Rewrite all of the following data with "one pixel per instance" replaced by "a single pixel for each instance" and every other line kept the same. Omit the pictures from your answer.

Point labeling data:
********
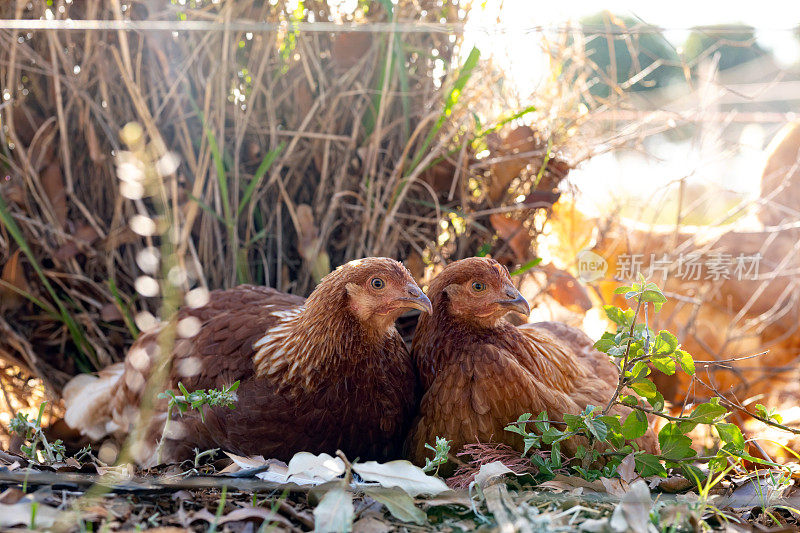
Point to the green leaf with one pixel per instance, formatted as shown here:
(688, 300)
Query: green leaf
(664, 364)
(649, 465)
(645, 388)
(675, 446)
(655, 297)
(665, 344)
(612, 422)
(769, 414)
(635, 425)
(527, 266)
(597, 428)
(730, 434)
(628, 399)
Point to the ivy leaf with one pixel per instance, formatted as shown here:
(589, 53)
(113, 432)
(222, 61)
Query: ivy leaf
(675, 446)
(628, 399)
(604, 345)
(635, 425)
(645, 388)
(730, 434)
(769, 414)
(639, 370)
(654, 296)
(686, 361)
(612, 422)
(649, 465)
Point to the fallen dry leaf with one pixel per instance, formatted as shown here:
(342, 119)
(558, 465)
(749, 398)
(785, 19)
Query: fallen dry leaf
(53, 184)
(13, 274)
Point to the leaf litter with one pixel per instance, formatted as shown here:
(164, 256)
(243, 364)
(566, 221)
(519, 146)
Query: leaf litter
(326, 493)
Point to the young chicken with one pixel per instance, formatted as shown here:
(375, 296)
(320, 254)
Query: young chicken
(479, 373)
(330, 372)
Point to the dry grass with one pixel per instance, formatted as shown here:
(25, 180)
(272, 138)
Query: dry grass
(296, 152)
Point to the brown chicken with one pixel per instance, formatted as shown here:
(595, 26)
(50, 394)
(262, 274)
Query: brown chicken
(330, 372)
(480, 373)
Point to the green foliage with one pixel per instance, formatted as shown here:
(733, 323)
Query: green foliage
(31, 431)
(634, 53)
(441, 451)
(199, 398)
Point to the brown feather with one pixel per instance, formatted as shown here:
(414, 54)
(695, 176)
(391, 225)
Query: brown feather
(479, 376)
(314, 377)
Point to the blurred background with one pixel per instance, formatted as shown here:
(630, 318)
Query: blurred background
(155, 150)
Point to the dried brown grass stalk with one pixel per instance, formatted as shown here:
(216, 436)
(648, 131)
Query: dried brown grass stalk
(342, 118)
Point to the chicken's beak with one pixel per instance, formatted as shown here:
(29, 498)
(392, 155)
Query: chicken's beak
(416, 299)
(515, 302)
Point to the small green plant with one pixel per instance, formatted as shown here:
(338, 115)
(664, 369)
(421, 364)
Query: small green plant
(195, 400)
(441, 451)
(31, 431)
(608, 438)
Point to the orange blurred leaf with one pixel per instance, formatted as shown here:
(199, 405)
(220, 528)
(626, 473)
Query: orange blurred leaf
(514, 232)
(53, 184)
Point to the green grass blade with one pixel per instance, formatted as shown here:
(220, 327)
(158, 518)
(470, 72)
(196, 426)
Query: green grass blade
(261, 171)
(527, 266)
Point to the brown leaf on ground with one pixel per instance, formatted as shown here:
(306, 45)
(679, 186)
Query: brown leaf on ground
(349, 48)
(566, 290)
(53, 184)
(514, 232)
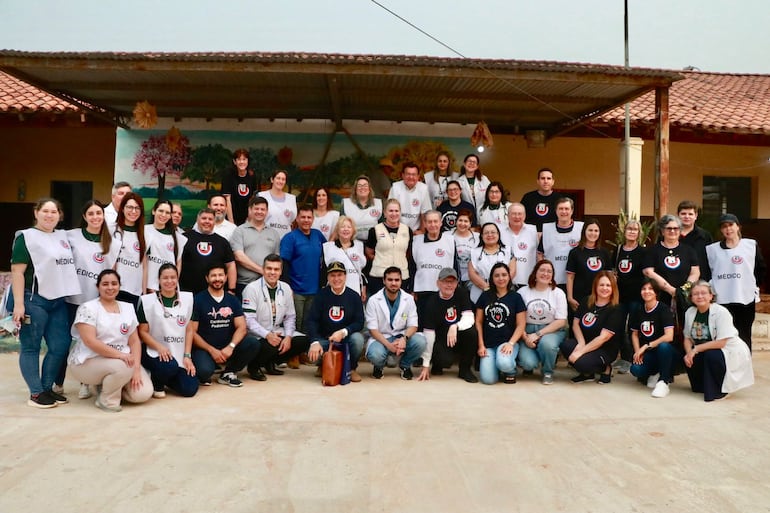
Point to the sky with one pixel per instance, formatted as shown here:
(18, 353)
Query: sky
(711, 35)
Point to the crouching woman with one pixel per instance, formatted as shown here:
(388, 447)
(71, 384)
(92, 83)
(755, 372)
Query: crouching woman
(718, 362)
(107, 352)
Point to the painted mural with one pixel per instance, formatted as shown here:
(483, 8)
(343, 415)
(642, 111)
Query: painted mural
(189, 165)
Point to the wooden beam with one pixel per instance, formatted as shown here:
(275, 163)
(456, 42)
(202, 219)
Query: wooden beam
(335, 100)
(661, 152)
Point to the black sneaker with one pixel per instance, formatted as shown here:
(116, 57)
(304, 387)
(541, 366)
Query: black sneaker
(230, 379)
(468, 376)
(41, 400)
(60, 399)
(256, 375)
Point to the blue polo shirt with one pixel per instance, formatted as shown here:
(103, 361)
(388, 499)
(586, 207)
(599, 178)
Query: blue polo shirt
(302, 255)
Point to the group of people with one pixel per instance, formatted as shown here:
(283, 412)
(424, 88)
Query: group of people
(440, 271)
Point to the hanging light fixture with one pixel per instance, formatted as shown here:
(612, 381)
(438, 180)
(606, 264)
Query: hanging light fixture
(482, 137)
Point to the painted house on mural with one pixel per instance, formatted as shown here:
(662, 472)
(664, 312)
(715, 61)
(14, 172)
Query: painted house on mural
(352, 116)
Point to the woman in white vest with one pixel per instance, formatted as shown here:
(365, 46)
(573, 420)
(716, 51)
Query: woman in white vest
(94, 252)
(438, 179)
(489, 251)
(737, 269)
(432, 251)
(128, 236)
(164, 244)
(362, 207)
(107, 351)
(473, 184)
(347, 249)
(465, 241)
(42, 275)
(389, 244)
(495, 208)
(165, 328)
(718, 362)
(325, 218)
(281, 206)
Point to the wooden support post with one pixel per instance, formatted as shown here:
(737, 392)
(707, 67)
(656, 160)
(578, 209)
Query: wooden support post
(661, 152)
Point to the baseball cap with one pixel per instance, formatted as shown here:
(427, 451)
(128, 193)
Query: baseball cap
(447, 272)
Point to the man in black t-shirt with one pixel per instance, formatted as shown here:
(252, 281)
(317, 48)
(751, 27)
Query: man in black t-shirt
(220, 333)
(204, 249)
(448, 325)
(540, 204)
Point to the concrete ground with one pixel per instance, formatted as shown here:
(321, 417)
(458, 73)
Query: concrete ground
(291, 445)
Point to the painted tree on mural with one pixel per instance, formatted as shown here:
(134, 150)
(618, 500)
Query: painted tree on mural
(163, 155)
(208, 164)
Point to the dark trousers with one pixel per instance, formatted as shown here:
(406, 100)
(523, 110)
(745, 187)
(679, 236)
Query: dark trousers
(169, 374)
(595, 362)
(242, 355)
(707, 374)
(743, 318)
(268, 354)
(465, 349)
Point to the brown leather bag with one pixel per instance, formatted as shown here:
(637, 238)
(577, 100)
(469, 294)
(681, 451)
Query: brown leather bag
(331, 367)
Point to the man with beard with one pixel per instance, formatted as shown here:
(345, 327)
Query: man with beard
(252, 242)
(203, 250)
(336, 316)
(449, 329)
(391, 316)
(222, 226)
(220, 334)
(270, 316)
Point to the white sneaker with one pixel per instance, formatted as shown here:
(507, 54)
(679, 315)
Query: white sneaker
(661, 389)
(84, 392)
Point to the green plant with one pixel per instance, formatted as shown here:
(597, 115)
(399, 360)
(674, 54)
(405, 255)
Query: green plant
(646, 228)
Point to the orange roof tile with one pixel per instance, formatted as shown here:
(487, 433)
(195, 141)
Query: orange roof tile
(19, 97)
(715, 102)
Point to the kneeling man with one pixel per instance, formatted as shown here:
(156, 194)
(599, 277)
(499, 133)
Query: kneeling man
(391, 316)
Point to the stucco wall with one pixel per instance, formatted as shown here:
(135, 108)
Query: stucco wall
(593, 165)
(39, 155)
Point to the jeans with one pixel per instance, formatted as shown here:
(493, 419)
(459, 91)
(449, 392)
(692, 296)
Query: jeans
(378, 353)
(496, 362)
(302, 306)
(626, 347)
(47, 319)
(545, 351)
(243, 353)
(708, 373)
(661, 359)
(355, 343)
(169, 374)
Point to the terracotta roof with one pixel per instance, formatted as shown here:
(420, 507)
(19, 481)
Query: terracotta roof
(17, 97)
(714, 102)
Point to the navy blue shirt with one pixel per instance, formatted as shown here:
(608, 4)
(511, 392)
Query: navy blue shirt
(301, 255)
(330, 312)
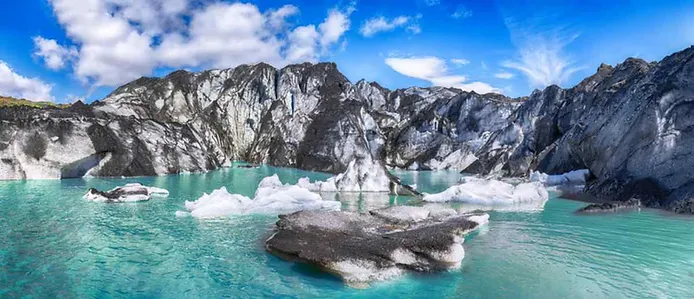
********
Finished exercise:
Point to the green leaf with a single pixel for each instance, formatted as shown here:
(688, 300)
Query: green leaf
(664, 364)
(649, 465)
(645, 388)
(675, 446)
(655, 297)
(665, 344)
(612, 422)
(769, 414)
(635, 425)
(527, 266)
(597, 428)
(730, 434)
(628, 399)
Point to the ivy leaf with a single pixel for each instance, formatted as shown here:
(589, 53)
(113, 432)
(222, 61)
Query: ivy leaf
(675, 446)
(628, 399)
(604, 345)
(635, 425)
(645, 388)
(730, 434)
(769, 414)
(639, 370)
(654, 296)
(686, 361)
(612, 422)
(649, 465)
Point to the fallen dry leaf with a single pixel for each instance, formatted as shown here:
(342, 119)
(558, 465)
(749, 398)
(785, 19)
Query: fallen dry leaf
(53, 184)
(13, 274)
Point to the leaf litter with a single pixel for each instance, formatted as shown here:
(164, 256)
(243, 364)
(566, 221)
(519, 146)
Query: leaf litter
(326, 493)
Point to the young chicken with a single pixel for each instance, formatted as shown here:
(375, 296)
(320, 254)
Query: young chicken
(479, 373)
(330, 372)
Point to the dry grass with a single pixel for each instance, formatted as shown here:
(25, 180)
(272, 138)
Query: dry grass
(296, 152)
Point to the brown chicken with a single pixel for each instance, formatted as shown here:
(595, 26)
(50, 394)
(262, 274)
Query: brown chicken
(330, 372)
(480, 373)
Point to the green foliage with a single pixel for each instance, formatted as shown here:
(733, 323)
Query: green foliage
(31, 431)
(634, 53)
(441, 451)
(199, 398)
Point to the brown feather with a single pixel for each instance, formatted as shown here:
(414, 54)
(695, 176)
(391, 225)
Query: brown feather
(479, 376)
(314, 377)
Point to the blurred background with a single pixel for each instance, formatted as shown here:
(630, 318)
Query: blurred background
(155, 150)
Point to the dried brown grass stalk with a single pixel for each instance, formatted as shown here:
(216, 436)
(648, 131)
Query: dried brown grass stalk
(342, 118)
Point to the chicken's beak with a single pixel for each instance, formatted as shown here:
(29, 498)
(392, 155)
Query: chicken's beak
(416, 299)
(515, 302)
Point to the small green plant with a single pixel for each instance, formatted as shown here:
(338, 115)
(664, 369)
(421, 364)
Query: small green plant
(195, 400)
(441, 451)
(31, 431)
(608, 438)
Point to the orange blurred leaf with a single pixel for each instance, formatted as shown here:
(199, 405)
(220, 528)
(626, 473)
Query: orange blurred leaf
(514, 232)
(53, 184)
Point to the green grass blade with a single pixel for each instance, formatted as shown here:
(220, 327)
(158, 518)
(470, 72)
(196, 426)
Query: green grass blade
(261, 171)
(527, 266)
Point to the brown leaf on ground with a single pixel for each instance, formatted as shown here:
(306, 45)
(679, 186)
Query: brown leaf on ground
(349, 48)
(566, 290)
(53, 184)
(514, 232)
Point to the sky with a single pixel for each instance, formatted as shown here:
(18, 353)
Query: sky
(711, 35)
Point to the crouching woman with a single pixel for each instance, formatted as shown here:
(388, 447)
(71, 384)
(92, 83)
(755, 372)
Query: crouching woman
(718, 362)
(107, 352)
Point to the painted mural with a single pixel for each instance, formatted as shown here:
(483, 8)
(343, 415)
(642, 111)
Query: painted mural
(189, 165)
Point to the wooden beam with a single pixel for each instance, formatted as shown here:
(275, 163)
(456, 42)
(202, 219)
Query: wooden beam
(335, 100)
(661, 152)
Point to the black sneaker with a single pixel for each instance, formatted as shown here:
(116, 57)
(304, 387)
(541, 366)
Query: black sneaker
(230, 379)
(468, 376)
(41, 400)
(60, 399)
(256, 375)
Point to the blue polo shirt with a single pixel for each instance, formatted as shown here:
(103, 361)
(388, 499)
(586, 207)
(599, 178)
Query: blue polo shirt
(302, 255)
Point to the group of people with a single pixel for each instance, formatted as shown here:
(283, 412)
(424, 88)
Query: group of people
(440, 271)
Point to the hanging light fixture with a single pixel for each instance, formatted as shown here:
(612, 381)
(438, 180)
(606, 264)
Query: hanging light fixture
(482, 137)
Point to the painted house on mural with a single pixel for each instance, formatted as shown here:
(662, 472)
(664, 312)
(715, 61)
(14, 172)
Query: painted house on mural
(352, 116)
Point to the woman in white vest with a single pixel for each instance, formatted as shown here:
(365, 46)
(573, 420)
(716, 51)
Query: woman in white vest
(94, 252)
(438, 179)
(489, 251)
(737, 269)
(432, 251)
(128, 236)
(164, 244)
(362, 207)
(107, 351)
(473, 184)
(347, 249)
(465, 241)
(42, 275)
(389, 244)
(495, 208)
(165, 328)
(718, 362)
(325, 218)
(281, 206)
Point to the wooden support post with a single pixel for each instance, formatted as shown here:
(737, 392)
(707, 67)
(656, 160)
(578, 209)
Query: wooden support post
(661, 152)
Point to the baseball cap with a single pixel for each instance, formatted as shown here:
(427, 451)
(128, 193)
Query: baseball cap
(447, 272)
Point to the man in black t-shirt with a single pixel for each instance, formatted as shown here:
(252, 281)
(317, 48)
(751, 27)
Query: man in black t-shirt
(220, 333)
(204, 249)
(448, 325)
(540, 204)
Point to the concrete ground with a single pixel for each instance, formatted as shown here:
(321, 417)
(458, 73)
Query: concrete ground
(291, 445)
Point to the painted tree on mural with a single pixel for each instance, formatted as shown here:
(134, 150)
(618, 500)
Query: painted tree on mural
(163, 155)
(208, 164)
Point to the dark trousers with a single pixel for each instance, formatted as shown here:
(406, 100)
(523, 110)
(745, 187)
(679, 236)
Query: dark trousers
(169, 374)
(595, 362)
(242, 355)
(707, 374)
(743, 318)
(268, 354)
(465, 349)
Point to the brown leather bag with a single pixel for each instance, formatted as shown here:
(637, 238)
(577, 100)
(469, 294)
(681, 451)
Query: brown leather bag
(331, 367)
Point to the man with beard with a single pixel for each instance, formatted as shown here:
(345, 327)
Query: man with beard
(252, 242)
(203, 250)
(336, 316)
(449, 329)
(391, 316)
(222, 226)
(220, 334)
(270, 316)
Point to the white sneaker with a single pixel for each instance, formatted as shown here:
(507, 54)
(679, 315)
Query: white sneaker
(661, 389)
(84, 392)
Point to the green plant with a single pixel for each instance, formatted as shown here:
(597, 115)
(399, 360)
(674, 54)
(405, 255)
Query: green plant
(646, 228)
Point to the orange roof tile with a single pixel for each instance, formatted as shown here:
(487, 433)
(195, 141)
Query: orange roof tile
(19, 97)
(715, 102)
Point to the kneeling man with a single pixel for each instance, formatted as shown here:
(156, 194)
(599, 277)
(499, 133)
Query: kneeling man
(391, 316)
Point to the stucco wall with a single pixel for each instance, formatted as shown here:
(135, 108)
Query: stucco wall
(593, 165)
(39, 155)
Point to the jeans with a single pixel for each instance, formatted as shown here:
(493, 419)
(459, 91)
(449, 392)
(692, 296)
Query: jeans
(378, 353)
(496, 362)
(302, 306)
(626, 347)
(47, 319)
(545, 351)
(243, 353)
(708, 373)
(661, 359)
(355, 343)
(169, 374)
Point to the terracotta roof with a single pixel for each instance, formatted as shown here:
(420, 507)
(19, 481)
Query: terracotta roof
(17, 97)
(714, 102)
Point to the navy blue shirt with a single pixel for each instance, formatted as shown here:
(608, 4)
(511, 392)
Query: navy blue shirt
(301, 255)
(330, 312)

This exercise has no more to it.